» SUPPLIED DATA
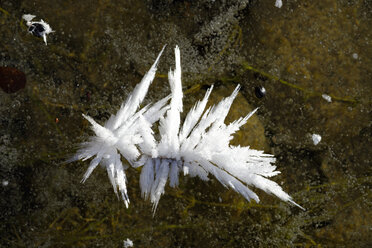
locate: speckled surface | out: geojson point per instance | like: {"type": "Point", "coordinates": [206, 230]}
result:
{"type": "Point", "coordinates": [102, 48]}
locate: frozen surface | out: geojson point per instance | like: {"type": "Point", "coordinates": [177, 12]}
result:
{"type": "Point", "coordinates": [98, 54]}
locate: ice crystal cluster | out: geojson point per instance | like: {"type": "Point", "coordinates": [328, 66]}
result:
{"type": "Point", "coordinates": [197, 147]}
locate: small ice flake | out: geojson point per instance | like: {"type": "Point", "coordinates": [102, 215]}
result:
{"type": "Point", "coordinates": [128, 243]}
{"type": "Point", "coordinates": [278, 3]}
{"type": "Point", "coordinates": [316, 138]}
{"type": "Point", "coordinates": [38, 29]}
{"type": "Point", "coordinates": [327, 97]}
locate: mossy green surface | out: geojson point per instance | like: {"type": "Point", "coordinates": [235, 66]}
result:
{"type": "Point", "coordinates": [100, 51]}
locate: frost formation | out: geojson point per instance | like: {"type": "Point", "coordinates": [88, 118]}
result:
{"type": "Point", "coordinates": [198, 147]}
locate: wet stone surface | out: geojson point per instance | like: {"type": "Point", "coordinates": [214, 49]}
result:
{"type": "Point", "coordinates": [100, 51]}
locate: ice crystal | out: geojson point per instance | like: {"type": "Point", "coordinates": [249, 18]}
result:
{"type": "Point", "coordinates": [39, 29]}
{"type": "Point", "coordinates": [198, 147]}
{"type": "Point", "coordinates": [201, 146]}
{"type": "Point", "coordinates": [121, 135]}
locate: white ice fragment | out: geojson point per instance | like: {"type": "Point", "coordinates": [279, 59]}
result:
{"type": "Point", "coordinates": [201, 146]}
{"type": "Point", "coordinates": [38, 29]}
{"type": "Point", "coordinates": [278, 3]}
{"type": "Point", "coordinates": [327, 97]}
{"type": "Point", "coordinates": [121, 136]}
{"type": "Point", "coordinates": [128, 243]}
{"type": "Point", "coordinates": [316, 138]}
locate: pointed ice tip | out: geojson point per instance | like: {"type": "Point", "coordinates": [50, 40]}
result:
{"type": "Point", "coordinates": [297, 205]}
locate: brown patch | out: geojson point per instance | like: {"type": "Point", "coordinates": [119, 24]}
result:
{"type": "Point", "coordinates": [11, 79]}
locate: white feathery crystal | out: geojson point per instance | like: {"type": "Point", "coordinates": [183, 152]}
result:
{"type": "Point", "coordinates": [201, 146]}
{"type": "Point", "coordinates": [47, 29]}
{"type": "Point", "coordinates": [121, 135]}
{"type": "Point", "coordinates": [198, 147]}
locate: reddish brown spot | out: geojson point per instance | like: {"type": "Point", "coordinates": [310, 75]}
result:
{"type": "Point", "coordinates": [11, 79]}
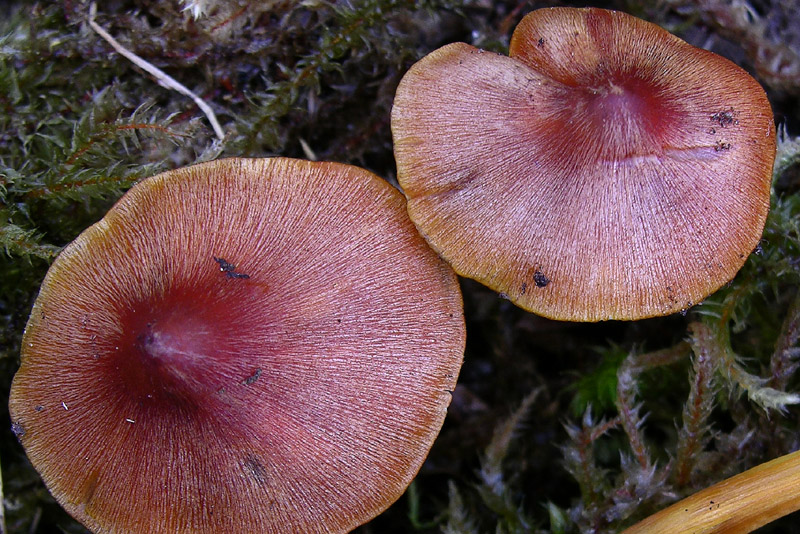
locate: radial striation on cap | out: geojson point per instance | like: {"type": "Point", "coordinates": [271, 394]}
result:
{"type": "Point", "coordinates": [605, 170]}
{"type": "Point", "coordinates": [240, 346]}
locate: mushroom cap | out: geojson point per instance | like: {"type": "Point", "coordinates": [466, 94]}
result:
{"type": "Point", "coordinates": [240, 346]}
{"type": "Point", "coordinates": [605, 170]}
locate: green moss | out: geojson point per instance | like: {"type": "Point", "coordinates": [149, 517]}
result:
{"type": "Point", "coordinates": [627, 416]}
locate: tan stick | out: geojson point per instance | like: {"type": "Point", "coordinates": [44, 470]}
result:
{"type": "Point", "coordinates": [161, 77]}
{"type": "Point", "coordinates": [737, 505]}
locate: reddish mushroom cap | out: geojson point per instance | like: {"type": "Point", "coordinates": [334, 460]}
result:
{"type": "Point", "coordinates": [240, 346]}
{"type": "Point", "coordinates": [606, 170]}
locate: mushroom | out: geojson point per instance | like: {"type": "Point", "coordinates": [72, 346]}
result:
{"type": "Point", "coordinates": [240, 346]}
{"type": "Point", "coordinates": [605, 170]}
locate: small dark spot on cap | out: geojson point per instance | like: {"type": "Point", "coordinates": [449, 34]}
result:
{"type": "Point", "coordinates": [252, 378]}
{"type": "Point", "coordinates": [17, 429]}
{"type": "Point", "coordinates": [540, 279]}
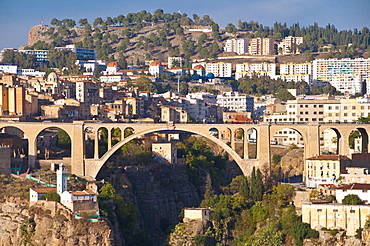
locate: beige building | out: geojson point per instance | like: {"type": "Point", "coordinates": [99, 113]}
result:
{"type": "Point", "coordinates": [289, 45]}
{"type": "Point", "coordinates": [356, 175]}
{"type": "Point", "coordinates": [218, 69]}
{"type": "Point", "coordinates": [165, 152]}
{"type": "Point", "coordinates": [197, 214]}
{"type": "Point", "coordinates": [261, 46]}
{"type": "Point", "coordinates": [336, 216]}
{"type": "Point", "coordinates": [324, 169]}
{"type": "Point", "coordinates": [260, 69]}
{"type": "Point", "coordinates": [174, 114]}
{"type": "Point", "coordinates": [239, 46]}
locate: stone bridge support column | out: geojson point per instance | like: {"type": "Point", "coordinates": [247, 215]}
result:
{"type": "Point", "coordinates": [78, 149]}
{"type": "Point", "coordinates": [232, 140]}
{"type": "Point", "coordinates": [246, 145]}
{"type": "Point", "coordinates": [109, 138]}
{"type": "Point", "coordinates": [32, 149]}
{"type": "Point", "coordinates": [96, 144]}
{"type": "Point", "coordinates": [263, 146]}
{"type": "Point", "coordinates": [344, 143]}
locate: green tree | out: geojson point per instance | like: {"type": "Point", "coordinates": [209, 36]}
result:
{"type": "Point", "coordinates": [352, 199]}
{"type": "Point", "coordinates": [51, 196]}
{"type": "Point", "coordinates": [256, 185]}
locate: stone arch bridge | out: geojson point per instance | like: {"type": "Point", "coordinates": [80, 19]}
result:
{"type": "Point", "coordinates": [89, 167]}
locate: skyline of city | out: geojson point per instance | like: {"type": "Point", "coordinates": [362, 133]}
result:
{"type": "Point", "coordinates": [16, 18]}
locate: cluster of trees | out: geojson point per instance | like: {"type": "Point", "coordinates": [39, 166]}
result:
{"type": "Point", "coordinates": [199, 159]}
{"type": "Point", "coordinates": [256, 218]}
{"type": "Point", "coordinates": [122, 215]}
{"type": "Point", "coordinates": [314, 36]}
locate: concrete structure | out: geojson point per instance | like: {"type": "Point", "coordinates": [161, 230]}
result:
{"type": "Point", "coordinates": [336, 216]}
{"type": "Point", "coordinates": [62, 175]}
{"type": "Point", "coordinates": [261, 46]}
{"type": "Point", "coordinates": [289, 45]}
{"type": "Point", "coordinates": [324, 169]}
{"type": "Point", "coordinates": [234, 101]}
{"type": "Point", "coordinates": [356, 175]}
{"type": "Point", "coordinates": [174, 61]}
{"type": "Point", "coordinates": [347, 75]}
{"type": "Point", "coordinates": [239, 46]}
{"type": "Point", "coordinates": [219, 69]}
{"type": "Point", "coordinates": [259, 69]}
{"type": "Point", "coordinates": [89, 167]}
{"type": "Point", "coordinates": [5, 160]}
{"type": "Point", "coordinates": [361, 190]}
{"type": "Point", "coordinates": [165, 152]}
{"type": "Point", "coordinates": [197, 214]}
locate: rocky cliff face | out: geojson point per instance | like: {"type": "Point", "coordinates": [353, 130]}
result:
{"type": "Point", "coordinates": [48, 223]}
{"type": "Point", "coordinates": [160, 193]}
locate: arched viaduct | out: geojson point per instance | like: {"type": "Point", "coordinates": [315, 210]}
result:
{"type": "Point", "coordinates": [89, 167]}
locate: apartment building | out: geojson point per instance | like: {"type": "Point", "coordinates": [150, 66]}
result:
{"type": "Point", "coordinates": [234, 101]}
{"type": "Point", "coordinates": [289, 45]}
{"type": "Point", "coordinates": [219, 69]}
{"type": "Point", "coordinates": [239, 46]}
{"type": "Point", "coordinates": [324, 169]}
{"type": "Point", "coordinates": [260, 69]}
{"type": "Point", "coordinates": [87, 91]}
{"type": "Point", "coordinates": [261, 46]}
{"type": "Point", "coordinates": [346, 75]}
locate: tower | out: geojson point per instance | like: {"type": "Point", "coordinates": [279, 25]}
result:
{"type": "Point", "coordinates": [62, 175]}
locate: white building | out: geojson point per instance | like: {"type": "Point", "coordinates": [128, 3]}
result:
{"type": "Point", "coordinates": [239, 46]}
{"type": "Point", "coordinates": [260, 69]}
{"type": "Point", "coordinates": [165, 152]}
{"type": "Point", "coordinates": [7, 68]}
{"type": "Point", "coordinates": [362, 190]}
{"type": "Point", "coordinates": [289, 45]}
{"type": "Point", "coordinates": [219, 69]}
{"type": "Point", "coordinates": [234, 101]}
{"type": "Point", "coordinates": [346, 74]}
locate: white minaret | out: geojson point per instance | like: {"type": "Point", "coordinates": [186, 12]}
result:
{"type": "Point", "coordinates": [62, 175]}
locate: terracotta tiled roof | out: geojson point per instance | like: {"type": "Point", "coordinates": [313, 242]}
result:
{"type": "Point", "coordinates": [43, 190]}
{"type": "Point", "coordinates": [329, 157]}
{"type": "Point", "coordinates": [83, 193]}
{"type": "Point", "coordinates": [355, 187]}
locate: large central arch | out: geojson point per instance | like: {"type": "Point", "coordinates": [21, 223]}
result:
{"type": "Point", "coordinates": [93, 166]}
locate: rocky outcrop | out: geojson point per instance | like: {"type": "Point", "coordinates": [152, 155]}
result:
{"type": "Point", "coordinates": [48, 223]}
{"type": "Point", "coordinates": [160, 193]}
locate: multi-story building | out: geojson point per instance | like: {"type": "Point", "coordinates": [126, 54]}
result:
{"type": "Point", "coordinates": [336, 216]}
{"type": "Point", "coordinates": [347, 75]}
{"type": "Point", "coordinates": [174, 61]}
{"type": "Point", "coordinates": [324, 169]}
{"type": "Point", "coordinates": [260, 69]}
{"type": "Point", "coordinates": [219, 69]}
{"type": "Point", "coordinates": [234, 101]}
{"type": "Point", "coordinates": [41, 55]}
{"type": "Point", "coordinates": [261, 46]}
{"type": "Point", "coordinates": [174, 114]}
{"type": "Point", "coordinates": [87, 91]}
{"type": "Point", "coordinates": [239, 46]}
{"type": "Point", "coordinates": [82, 53]}
{"type": "Point", "coordinates": [289, 45]}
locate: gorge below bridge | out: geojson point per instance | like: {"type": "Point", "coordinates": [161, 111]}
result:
{"type": "Point", "coordinates": [224, 135]}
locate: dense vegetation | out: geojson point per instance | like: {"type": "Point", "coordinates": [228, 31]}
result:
{"type": "Point", "coordinates": [252, 215]}
{"type": "Point", "coordinates": [121, 34]}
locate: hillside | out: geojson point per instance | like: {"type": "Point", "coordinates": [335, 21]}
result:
{"type": "Point", "coordinates": [142, 36]}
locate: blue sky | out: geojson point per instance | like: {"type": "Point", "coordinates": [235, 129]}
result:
{"type": "Point", "coordinates": [18, 16]}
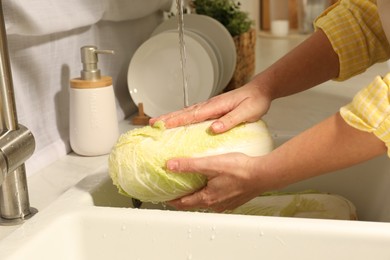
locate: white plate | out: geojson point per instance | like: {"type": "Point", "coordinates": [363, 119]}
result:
{"type": "Point", "coordinates": [155, 79]}
{"type": "Point", "coordinates": [217, 36]}
{"type": "Point", "coordinates": [213, 56]}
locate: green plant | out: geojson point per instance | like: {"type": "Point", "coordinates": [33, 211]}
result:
{"type": "Point", "coordinates": [226, 12]}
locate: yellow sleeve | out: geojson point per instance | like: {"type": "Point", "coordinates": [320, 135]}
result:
{"type": "Point", "coordinates": [369, 110]}
{"type": "Point", "coordinates": [356, 34]}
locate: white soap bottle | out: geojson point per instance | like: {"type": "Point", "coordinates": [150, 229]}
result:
{"type": "Point", "coordinates": [93, 118]}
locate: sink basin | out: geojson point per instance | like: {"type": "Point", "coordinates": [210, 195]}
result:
{"type": "Point", "coordinates": [92, 221]}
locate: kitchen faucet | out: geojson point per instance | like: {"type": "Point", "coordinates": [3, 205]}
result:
{"type": "Point", "coordinates": [17, 144]}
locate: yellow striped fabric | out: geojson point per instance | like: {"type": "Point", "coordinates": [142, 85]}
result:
{"type": "Point", "coordinates": [370, 110]}
{"type": "Point", "coordinates": [355, 32]}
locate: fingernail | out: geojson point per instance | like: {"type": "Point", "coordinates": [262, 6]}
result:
{"type": "Point", "coordinates": [217, 126]}
{"type": "Point", "coordinates": [172, 165]}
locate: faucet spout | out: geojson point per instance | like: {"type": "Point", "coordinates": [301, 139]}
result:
{"type": "Point", "coordinates": [17, 144]}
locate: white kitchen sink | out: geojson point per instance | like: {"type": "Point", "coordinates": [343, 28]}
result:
{"type": "Point", "coordinates": [93, 221]}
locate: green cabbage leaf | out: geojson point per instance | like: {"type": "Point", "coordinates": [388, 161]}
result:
{"type": "Point", "coordinates": [137, 163]}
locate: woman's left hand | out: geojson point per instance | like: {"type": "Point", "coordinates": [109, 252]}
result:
{"type": "Point", "coordinates": [232, 181]}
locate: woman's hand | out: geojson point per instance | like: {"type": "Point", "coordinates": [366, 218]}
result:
{"type": "Point", "coordinates": [245, 104]}
{"type": "Point", "coordinates": [232, 181]}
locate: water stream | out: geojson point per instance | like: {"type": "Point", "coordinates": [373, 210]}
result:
{"type": "Point", "coordinates": [183, 56]}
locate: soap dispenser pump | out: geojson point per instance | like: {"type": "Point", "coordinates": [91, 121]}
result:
{"type": "Point", "coordinates": [93, 119]}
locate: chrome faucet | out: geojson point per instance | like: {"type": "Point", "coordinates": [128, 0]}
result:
{"type": "Point", "coordinates": [17, 144]}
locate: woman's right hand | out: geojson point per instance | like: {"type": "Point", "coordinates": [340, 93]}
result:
{"type": "Point", "coordinates": [245, 104]}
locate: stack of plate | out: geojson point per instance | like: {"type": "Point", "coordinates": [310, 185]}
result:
{"type": "Point", "coordinates": [155, 75]}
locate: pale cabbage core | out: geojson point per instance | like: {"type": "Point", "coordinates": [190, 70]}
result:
{"type": "Point", "coordinates": [137, 163]}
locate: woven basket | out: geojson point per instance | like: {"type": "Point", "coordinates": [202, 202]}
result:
{"type": "Point", "coordinates": [246, 61]}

» TASK OBJECTIVE
Your answer is a single number: how many lines in the listing above hold "crystal"?

» THE COMPLETED TASK
3